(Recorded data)
--

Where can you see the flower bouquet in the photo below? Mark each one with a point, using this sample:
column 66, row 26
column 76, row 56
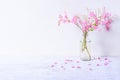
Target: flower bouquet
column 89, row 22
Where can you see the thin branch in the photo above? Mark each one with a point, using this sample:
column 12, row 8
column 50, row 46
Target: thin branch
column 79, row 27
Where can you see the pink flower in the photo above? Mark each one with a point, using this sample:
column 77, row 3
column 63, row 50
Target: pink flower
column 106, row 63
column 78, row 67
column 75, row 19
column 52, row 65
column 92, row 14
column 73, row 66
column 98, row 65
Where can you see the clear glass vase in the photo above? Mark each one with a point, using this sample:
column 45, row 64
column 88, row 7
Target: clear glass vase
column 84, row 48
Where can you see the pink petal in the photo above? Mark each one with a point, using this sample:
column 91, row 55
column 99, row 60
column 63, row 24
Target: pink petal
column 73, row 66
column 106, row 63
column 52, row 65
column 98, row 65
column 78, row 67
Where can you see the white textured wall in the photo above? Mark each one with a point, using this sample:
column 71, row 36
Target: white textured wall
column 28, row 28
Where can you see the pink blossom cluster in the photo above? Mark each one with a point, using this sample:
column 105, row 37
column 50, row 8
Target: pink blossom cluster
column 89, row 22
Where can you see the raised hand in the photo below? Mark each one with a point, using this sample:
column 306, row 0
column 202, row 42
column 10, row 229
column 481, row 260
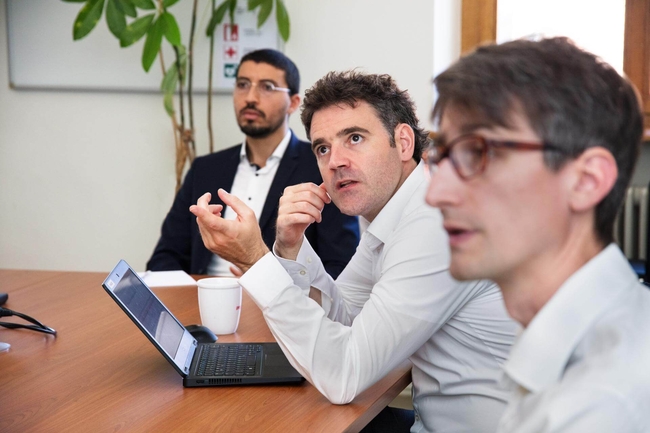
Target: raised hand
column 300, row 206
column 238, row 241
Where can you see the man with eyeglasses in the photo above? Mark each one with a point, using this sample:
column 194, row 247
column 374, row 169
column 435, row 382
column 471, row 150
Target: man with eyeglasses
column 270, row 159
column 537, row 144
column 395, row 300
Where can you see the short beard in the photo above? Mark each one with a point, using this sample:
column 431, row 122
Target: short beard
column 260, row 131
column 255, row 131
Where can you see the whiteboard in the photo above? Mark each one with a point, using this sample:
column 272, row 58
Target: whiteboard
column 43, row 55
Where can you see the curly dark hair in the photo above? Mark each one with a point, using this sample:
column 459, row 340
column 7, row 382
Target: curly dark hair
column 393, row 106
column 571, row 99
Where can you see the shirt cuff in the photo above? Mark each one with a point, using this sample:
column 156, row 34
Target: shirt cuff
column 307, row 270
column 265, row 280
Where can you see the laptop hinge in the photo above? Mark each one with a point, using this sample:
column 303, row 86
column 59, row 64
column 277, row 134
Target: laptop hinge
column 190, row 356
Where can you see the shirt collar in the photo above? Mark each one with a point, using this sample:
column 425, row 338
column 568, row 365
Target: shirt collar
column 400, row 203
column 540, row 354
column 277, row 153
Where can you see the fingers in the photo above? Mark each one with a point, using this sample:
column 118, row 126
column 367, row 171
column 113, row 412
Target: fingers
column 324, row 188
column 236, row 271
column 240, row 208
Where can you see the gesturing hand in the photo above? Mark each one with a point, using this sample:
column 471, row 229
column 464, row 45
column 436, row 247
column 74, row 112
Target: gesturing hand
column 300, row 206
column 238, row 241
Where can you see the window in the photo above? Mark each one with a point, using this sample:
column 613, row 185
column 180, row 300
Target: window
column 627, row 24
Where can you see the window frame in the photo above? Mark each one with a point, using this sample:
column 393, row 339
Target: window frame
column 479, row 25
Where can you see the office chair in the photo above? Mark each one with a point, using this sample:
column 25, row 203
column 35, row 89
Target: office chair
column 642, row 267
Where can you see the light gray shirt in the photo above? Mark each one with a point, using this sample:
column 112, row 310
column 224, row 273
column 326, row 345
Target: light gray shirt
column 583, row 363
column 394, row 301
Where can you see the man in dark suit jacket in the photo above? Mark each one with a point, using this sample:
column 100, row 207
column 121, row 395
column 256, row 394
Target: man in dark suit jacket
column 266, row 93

--

__WHAT YOU HAVE TO DO__
Put the lines from the start of the rows through the line holding "column 84, row 48", inclusive, into a JSON list of strings, one string per line, with blank lines left out. Leave the pictures out of the answer.

__COMPLETE RESPONSE__
[
  "Where can you see the flower bouquet in the photo below? Mark each one with a point, using this sample:",
  "column 66, row 26",
  "column 76, row 56",
  "Target: flower bouquet",
  "column 89, row 22",
  "Where can you see the thin branch in the photo above? Mark each one with a point, using this sample:",
  "column 12, row 8",
  "column 50, row 46",
  "Target: thin branch",
  "column 79, row 27",
  "Where can you see the pink flower in the photo above? Mark each one with a point, using this sample:",
  "column 77, row 3",
  "column 63, row 50",
  "Target: pink flower",
  "column 106, row 63",
  "column 78, row 67",
  "column 75, row 19",
  "column 52, row 65",
  "column 92, row 14",
  "column 73, row 66",
  "column 98, row 65",
  "Where can you see the clear glass vase in the photo above? Mark each one with a point, using this sample:",
  "column 45, row 64",
  "column 88, row 7",
  "Target: clear glass vase",
  "column 84, row 48"
]